- Source passage
Opinion
Civil Action No. 1:99CV-37(R)
June 1, 1999.
MEMORANDUM OPINION ORDER
This matter is before the Court on Plaintiff's motion to remand to the Warren Circuit Court. For the following reasons, the motion is DENIED, and Defendants Wiles and Winkenhofer are DISMISSED from this suit.
I. FACTS AND CLAIMS
Plaintiff filed this action in Warren Circuit Court against Defendants Commonwealth Life, David Wiles and David Winkenhofer for breach of contract, fraud, negligent misrepresentation, and violations of the Kentucky Consumer Protection Act regarding the sale of a life insurance policy in 1982. Defendants Commonwealth Life and Wiles filed notice of removal on March 15, 1999, asserting diversity jurisdiction. Plaintiff filed this motion to remand on April 19, 1999.

- Provided material
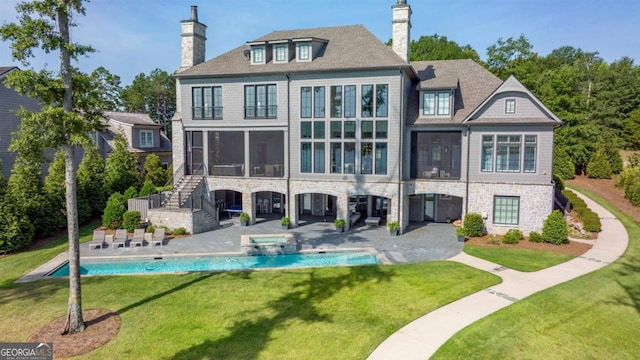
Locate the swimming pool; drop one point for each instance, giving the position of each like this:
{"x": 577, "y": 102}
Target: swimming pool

- Written task
Reproduce verbatim the portion of the memorandum opinion above that opens with the words containing "June 1, 1999." and closes with "from this suit.".

- Answer to the task
June 1, 1999.
MEMORANDUM OPINION ORDER
This matter is before the Court on Plaintiff's motion to remand to the Warren Circuit Court. For the following reasons, the motion is DENIED, and Defendants Wiles and Winkenhofer are DISMISSED from this suit.